▶ TO DO
Lines before the one with "cup on shelf" are left out; return that line and all that follow it, exactly, through the end of the data.

**** EXERCISE INPUT ****

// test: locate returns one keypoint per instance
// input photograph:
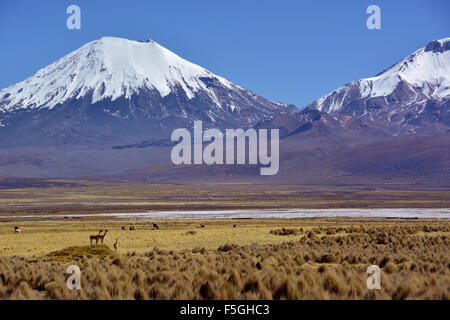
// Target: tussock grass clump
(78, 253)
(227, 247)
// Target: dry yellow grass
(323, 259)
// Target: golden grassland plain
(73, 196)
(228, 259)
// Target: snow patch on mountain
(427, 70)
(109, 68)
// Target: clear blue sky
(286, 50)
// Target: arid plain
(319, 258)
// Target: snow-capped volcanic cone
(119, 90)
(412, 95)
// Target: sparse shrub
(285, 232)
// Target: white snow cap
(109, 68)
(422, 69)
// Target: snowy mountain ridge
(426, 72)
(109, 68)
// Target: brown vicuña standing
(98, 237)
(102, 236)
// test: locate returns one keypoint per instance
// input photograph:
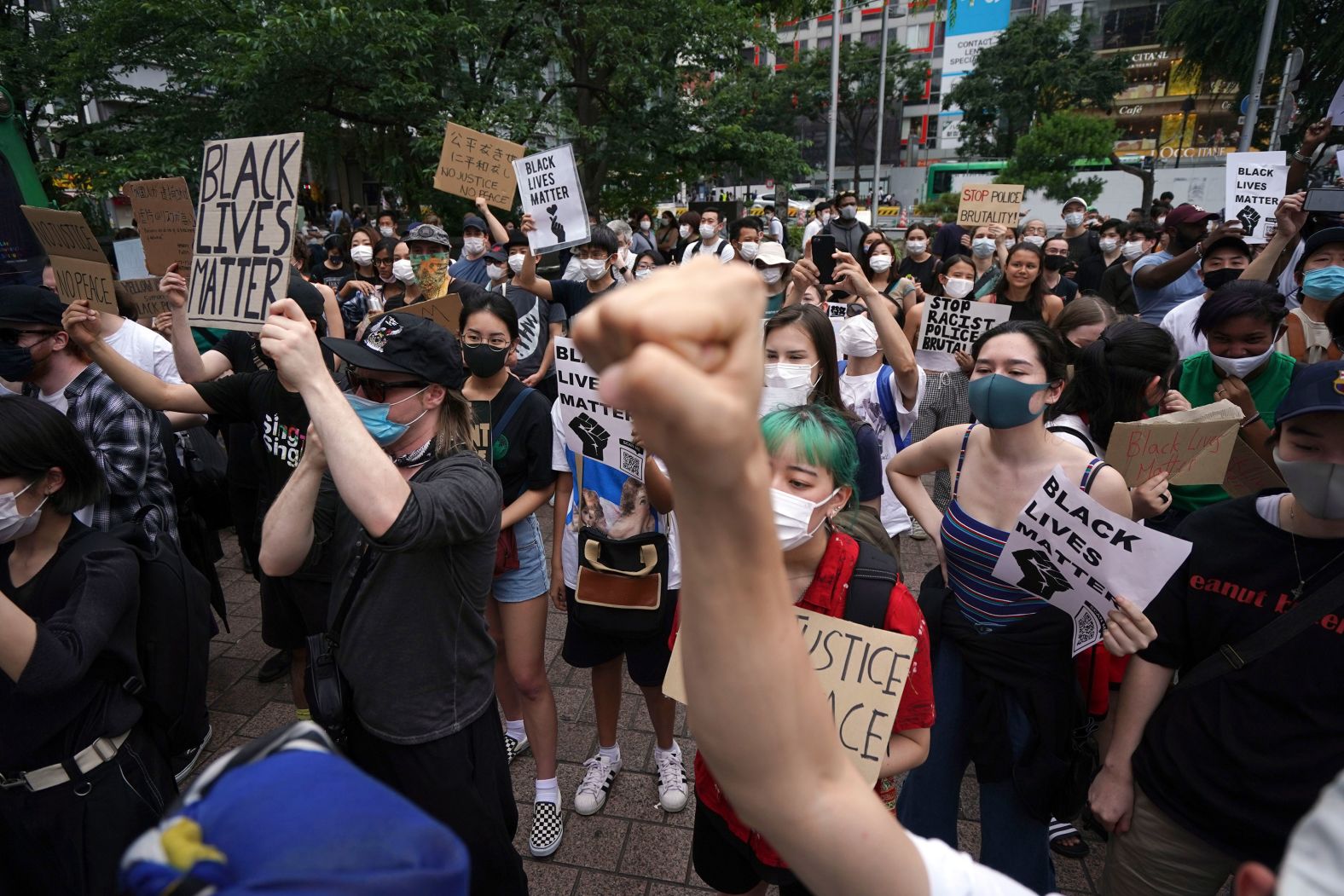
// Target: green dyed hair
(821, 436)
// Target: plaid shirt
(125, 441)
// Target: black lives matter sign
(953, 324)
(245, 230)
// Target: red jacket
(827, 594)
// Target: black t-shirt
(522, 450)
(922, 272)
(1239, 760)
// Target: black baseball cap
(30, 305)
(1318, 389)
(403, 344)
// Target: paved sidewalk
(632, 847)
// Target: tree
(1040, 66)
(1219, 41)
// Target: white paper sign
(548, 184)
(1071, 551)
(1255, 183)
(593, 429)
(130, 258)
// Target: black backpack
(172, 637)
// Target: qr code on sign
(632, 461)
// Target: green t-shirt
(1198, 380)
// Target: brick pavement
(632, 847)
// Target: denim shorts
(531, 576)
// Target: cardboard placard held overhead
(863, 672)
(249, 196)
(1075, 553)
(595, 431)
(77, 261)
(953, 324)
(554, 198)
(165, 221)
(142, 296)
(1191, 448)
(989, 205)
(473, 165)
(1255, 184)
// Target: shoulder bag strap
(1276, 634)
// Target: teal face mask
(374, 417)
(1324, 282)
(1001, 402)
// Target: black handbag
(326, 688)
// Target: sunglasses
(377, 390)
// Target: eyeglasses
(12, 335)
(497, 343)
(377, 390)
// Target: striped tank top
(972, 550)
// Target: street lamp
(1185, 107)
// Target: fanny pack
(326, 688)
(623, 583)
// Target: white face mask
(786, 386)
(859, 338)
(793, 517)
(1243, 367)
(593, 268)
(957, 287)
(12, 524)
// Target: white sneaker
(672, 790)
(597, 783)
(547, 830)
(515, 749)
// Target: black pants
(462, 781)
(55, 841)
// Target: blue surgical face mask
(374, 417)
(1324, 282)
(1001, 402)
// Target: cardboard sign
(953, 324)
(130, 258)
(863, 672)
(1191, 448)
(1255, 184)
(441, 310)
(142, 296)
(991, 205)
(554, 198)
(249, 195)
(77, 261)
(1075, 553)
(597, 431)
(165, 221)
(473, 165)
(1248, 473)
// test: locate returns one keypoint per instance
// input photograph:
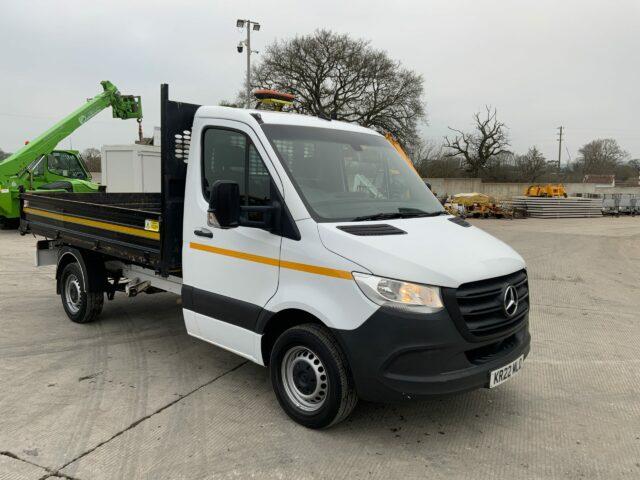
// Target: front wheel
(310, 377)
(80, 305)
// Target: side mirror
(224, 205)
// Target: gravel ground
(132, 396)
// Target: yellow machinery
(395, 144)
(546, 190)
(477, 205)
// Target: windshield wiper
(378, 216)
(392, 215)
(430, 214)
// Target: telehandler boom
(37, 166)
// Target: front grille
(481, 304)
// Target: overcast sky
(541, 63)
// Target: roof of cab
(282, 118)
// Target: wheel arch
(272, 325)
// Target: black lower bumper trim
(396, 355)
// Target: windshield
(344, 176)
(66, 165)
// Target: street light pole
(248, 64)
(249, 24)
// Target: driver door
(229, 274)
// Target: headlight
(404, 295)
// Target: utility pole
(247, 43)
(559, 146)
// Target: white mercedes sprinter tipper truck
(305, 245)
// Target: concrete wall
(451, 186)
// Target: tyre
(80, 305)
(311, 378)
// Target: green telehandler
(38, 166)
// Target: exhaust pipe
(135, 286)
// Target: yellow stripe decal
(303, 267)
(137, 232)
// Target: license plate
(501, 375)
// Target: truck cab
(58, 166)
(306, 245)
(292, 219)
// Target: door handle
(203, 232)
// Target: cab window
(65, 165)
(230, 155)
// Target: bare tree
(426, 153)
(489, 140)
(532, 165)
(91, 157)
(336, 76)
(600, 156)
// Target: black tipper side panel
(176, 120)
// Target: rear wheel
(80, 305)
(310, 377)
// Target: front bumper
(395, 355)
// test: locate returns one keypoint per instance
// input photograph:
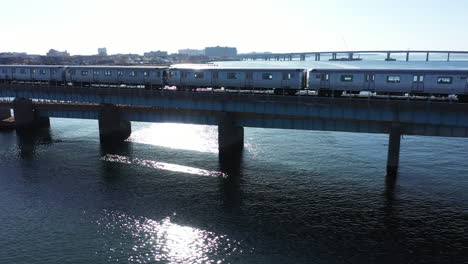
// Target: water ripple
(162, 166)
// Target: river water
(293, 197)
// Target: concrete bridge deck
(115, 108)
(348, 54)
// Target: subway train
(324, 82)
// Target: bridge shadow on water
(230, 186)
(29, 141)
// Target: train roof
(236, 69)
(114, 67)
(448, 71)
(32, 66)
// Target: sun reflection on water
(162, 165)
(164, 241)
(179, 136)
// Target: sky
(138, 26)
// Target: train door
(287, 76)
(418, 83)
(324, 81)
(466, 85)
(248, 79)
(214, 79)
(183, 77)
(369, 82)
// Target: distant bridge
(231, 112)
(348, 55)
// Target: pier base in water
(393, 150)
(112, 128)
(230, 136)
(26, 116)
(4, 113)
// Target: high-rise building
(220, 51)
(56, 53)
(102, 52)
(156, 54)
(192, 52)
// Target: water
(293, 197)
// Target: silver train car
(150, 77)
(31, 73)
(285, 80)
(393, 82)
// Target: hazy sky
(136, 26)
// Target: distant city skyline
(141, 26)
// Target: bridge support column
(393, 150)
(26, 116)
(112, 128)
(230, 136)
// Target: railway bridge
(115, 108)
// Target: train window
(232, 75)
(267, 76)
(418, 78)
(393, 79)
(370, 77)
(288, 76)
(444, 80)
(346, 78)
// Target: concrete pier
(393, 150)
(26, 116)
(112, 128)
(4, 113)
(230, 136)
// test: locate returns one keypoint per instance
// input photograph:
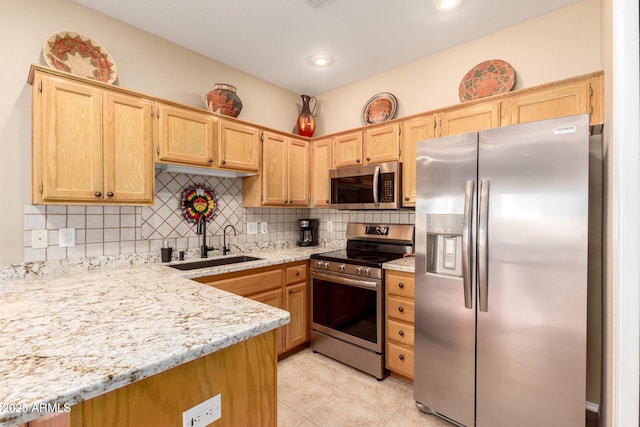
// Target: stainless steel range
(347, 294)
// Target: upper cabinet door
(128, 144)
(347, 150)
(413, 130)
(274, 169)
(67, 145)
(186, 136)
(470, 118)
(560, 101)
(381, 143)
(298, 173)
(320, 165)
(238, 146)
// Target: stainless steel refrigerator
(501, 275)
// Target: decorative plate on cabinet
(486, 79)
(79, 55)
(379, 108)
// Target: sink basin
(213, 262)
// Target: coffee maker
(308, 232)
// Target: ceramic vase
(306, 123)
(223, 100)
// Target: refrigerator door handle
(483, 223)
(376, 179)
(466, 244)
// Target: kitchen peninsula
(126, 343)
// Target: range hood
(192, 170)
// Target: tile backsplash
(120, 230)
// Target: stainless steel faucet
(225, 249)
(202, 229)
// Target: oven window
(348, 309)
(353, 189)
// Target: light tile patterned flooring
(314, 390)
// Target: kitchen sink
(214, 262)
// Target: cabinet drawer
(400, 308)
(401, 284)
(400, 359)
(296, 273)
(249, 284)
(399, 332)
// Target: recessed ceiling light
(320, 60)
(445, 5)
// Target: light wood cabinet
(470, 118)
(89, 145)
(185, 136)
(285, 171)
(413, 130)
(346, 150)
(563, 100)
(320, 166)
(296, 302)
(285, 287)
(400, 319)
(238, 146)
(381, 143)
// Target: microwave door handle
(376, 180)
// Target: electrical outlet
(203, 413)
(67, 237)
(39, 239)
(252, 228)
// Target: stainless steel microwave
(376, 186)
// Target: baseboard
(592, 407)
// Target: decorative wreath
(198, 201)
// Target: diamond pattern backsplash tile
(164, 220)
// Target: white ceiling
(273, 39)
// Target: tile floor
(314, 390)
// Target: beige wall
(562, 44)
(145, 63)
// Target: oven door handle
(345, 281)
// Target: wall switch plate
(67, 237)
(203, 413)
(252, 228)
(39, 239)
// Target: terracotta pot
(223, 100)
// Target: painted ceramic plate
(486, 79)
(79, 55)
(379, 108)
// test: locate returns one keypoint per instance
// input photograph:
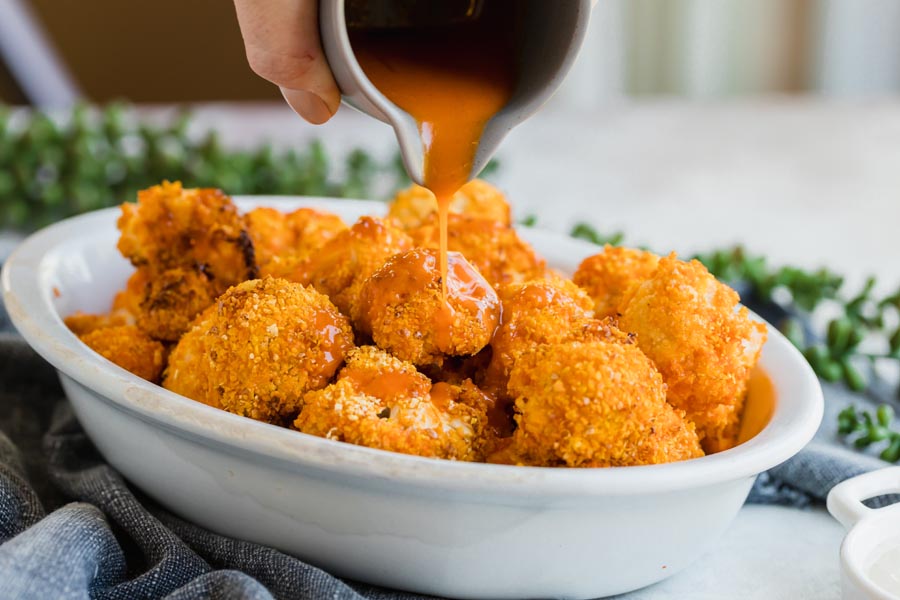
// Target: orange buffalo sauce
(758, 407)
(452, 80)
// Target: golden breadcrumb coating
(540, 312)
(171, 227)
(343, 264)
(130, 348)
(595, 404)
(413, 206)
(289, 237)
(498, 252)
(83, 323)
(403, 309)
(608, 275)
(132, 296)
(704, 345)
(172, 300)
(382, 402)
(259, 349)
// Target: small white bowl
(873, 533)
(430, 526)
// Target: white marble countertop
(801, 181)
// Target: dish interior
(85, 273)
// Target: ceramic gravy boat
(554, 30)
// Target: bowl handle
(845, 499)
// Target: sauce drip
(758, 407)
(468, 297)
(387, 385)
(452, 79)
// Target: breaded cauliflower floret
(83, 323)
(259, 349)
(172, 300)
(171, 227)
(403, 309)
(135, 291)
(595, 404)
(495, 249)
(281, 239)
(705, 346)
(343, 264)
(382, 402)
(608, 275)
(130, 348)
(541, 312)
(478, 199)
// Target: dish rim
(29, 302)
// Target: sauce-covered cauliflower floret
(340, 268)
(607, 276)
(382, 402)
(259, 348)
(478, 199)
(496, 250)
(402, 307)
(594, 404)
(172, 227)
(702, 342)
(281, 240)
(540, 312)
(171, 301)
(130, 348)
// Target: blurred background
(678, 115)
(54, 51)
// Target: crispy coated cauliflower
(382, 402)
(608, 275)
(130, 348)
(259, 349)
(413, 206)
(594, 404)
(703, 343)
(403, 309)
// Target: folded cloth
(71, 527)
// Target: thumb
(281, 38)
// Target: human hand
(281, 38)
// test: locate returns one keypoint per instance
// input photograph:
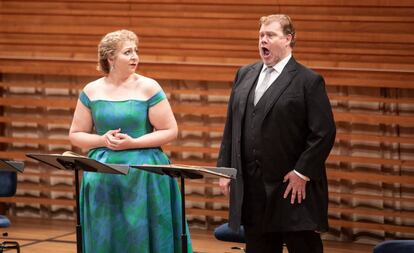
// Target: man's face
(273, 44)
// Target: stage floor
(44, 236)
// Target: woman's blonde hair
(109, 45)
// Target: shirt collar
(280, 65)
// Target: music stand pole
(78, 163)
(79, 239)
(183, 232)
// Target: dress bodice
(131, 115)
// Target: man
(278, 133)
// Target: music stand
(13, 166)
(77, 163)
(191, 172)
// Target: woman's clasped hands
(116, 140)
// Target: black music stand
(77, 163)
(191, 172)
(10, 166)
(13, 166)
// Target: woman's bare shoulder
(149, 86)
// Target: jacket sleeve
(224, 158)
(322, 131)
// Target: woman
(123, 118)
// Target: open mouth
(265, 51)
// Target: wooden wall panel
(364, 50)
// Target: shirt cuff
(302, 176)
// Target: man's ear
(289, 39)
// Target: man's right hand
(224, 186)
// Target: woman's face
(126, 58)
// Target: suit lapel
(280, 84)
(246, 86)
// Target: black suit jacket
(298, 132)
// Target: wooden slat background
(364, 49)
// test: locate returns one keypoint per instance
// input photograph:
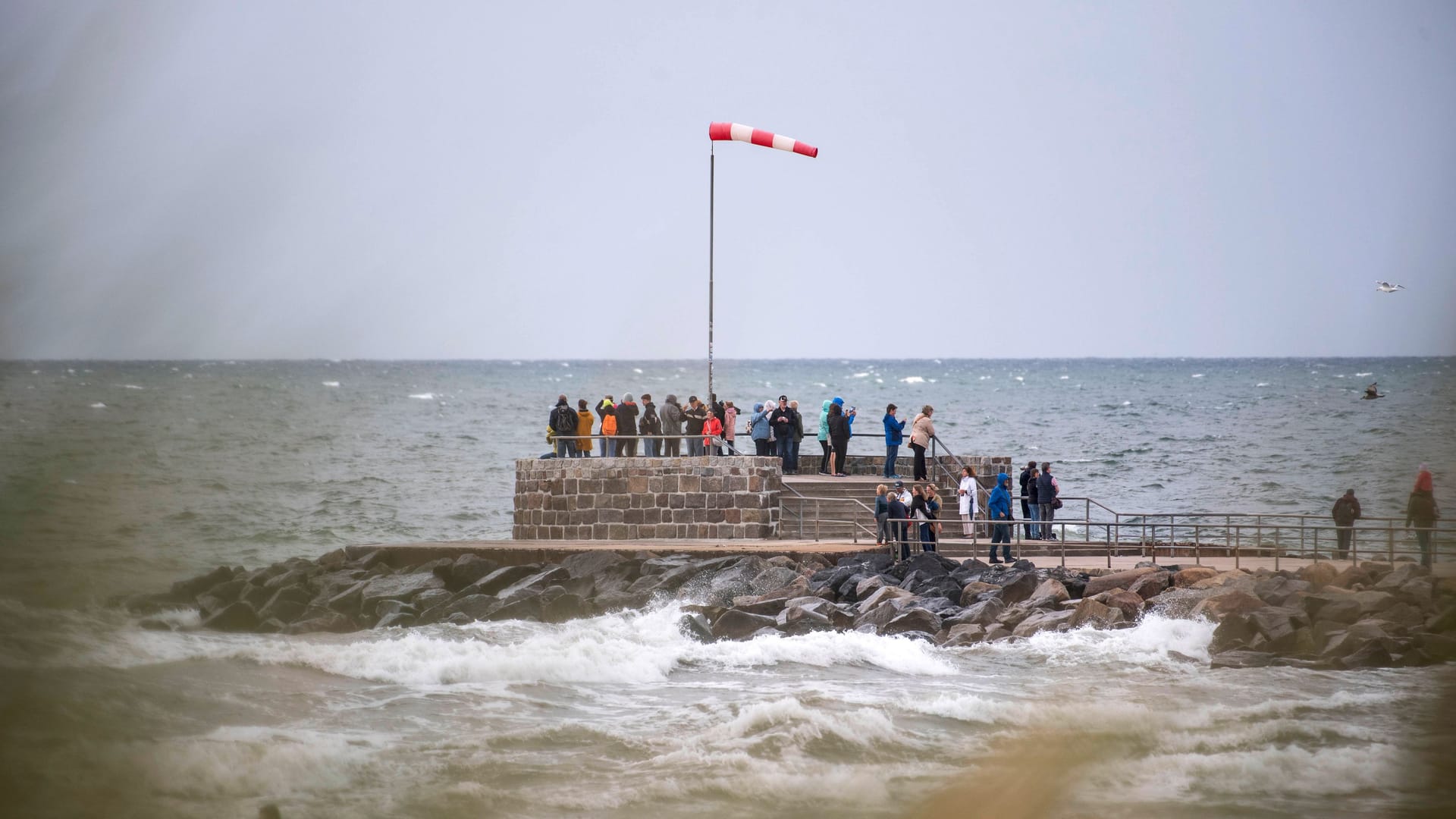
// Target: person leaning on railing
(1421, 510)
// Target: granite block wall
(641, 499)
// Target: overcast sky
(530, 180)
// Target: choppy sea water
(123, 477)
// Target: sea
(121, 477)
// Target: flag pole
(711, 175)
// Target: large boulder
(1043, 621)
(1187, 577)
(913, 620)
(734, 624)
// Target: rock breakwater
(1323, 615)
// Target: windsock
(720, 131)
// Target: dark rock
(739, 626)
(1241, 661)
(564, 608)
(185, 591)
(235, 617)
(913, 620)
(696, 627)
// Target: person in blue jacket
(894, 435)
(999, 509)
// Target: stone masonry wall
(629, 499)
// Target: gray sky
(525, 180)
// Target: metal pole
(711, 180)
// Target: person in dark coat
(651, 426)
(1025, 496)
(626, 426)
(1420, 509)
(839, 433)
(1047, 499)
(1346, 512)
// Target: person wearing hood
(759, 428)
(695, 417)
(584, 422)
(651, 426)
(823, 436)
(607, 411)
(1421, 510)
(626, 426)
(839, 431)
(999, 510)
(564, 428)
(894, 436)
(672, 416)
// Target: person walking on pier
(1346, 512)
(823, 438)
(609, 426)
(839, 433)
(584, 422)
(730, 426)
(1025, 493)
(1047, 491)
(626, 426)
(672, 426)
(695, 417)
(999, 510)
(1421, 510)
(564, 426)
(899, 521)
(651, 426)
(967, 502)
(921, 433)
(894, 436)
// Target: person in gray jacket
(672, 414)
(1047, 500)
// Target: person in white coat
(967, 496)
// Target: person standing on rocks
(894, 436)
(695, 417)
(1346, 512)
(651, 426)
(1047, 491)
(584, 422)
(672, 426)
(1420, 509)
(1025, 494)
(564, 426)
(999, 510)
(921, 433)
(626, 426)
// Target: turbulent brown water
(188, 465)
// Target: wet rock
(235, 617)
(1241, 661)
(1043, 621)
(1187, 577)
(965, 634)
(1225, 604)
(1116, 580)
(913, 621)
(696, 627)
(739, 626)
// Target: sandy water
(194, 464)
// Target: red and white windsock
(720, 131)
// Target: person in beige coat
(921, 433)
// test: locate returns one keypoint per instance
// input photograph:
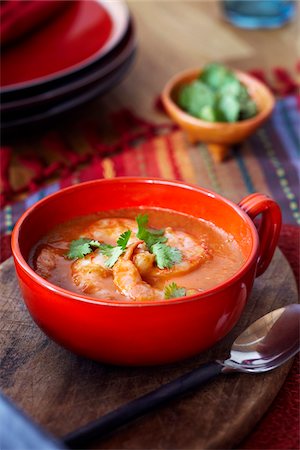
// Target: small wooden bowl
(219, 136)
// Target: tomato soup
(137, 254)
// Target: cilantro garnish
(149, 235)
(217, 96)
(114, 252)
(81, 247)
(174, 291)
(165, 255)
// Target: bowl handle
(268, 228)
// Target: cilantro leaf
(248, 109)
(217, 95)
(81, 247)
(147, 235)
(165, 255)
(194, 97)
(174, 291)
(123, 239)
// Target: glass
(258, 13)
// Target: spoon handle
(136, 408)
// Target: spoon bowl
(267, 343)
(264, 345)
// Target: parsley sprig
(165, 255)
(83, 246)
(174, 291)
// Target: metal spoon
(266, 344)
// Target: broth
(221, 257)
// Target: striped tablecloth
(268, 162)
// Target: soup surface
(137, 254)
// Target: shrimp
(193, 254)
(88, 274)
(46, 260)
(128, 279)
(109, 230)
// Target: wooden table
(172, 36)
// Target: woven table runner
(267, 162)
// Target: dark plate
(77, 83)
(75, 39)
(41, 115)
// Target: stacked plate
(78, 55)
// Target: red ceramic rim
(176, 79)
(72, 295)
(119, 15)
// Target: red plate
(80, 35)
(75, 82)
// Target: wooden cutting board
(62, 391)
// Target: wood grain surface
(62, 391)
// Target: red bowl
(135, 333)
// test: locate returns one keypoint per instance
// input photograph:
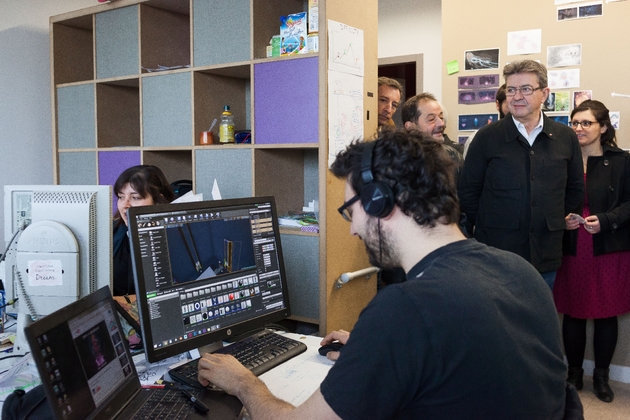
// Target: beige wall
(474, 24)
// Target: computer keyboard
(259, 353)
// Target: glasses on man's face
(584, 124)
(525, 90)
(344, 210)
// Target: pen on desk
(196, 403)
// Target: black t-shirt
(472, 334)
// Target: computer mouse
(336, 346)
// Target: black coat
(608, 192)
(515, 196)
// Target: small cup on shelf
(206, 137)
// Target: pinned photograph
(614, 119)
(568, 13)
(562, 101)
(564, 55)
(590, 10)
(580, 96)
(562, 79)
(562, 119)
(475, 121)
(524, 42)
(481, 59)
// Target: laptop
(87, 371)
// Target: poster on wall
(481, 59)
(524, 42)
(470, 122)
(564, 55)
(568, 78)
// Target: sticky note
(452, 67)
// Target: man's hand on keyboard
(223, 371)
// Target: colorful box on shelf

****

▶ TASK ANSWER
// Target: small cup on shelf
(206, 137)
// Target: pinned photograph
(614, 119)
(568, 13)
(562, 101)
(564, 55)
(590, 10)
(580, 96)
(562, 79)
(562, 119)
(475, 121)
(524, 42)
(481, 59)
// Target: laptop
(87, 371)
// Target: poster on wall
(481, 59)
(524, 42)
(470, 122)
(564, 55)
(568, 78)
// Target: sticky note
(452, 67)
// Target: man's hand on keyboard
(223, 371)
// Target: colorful box on shelf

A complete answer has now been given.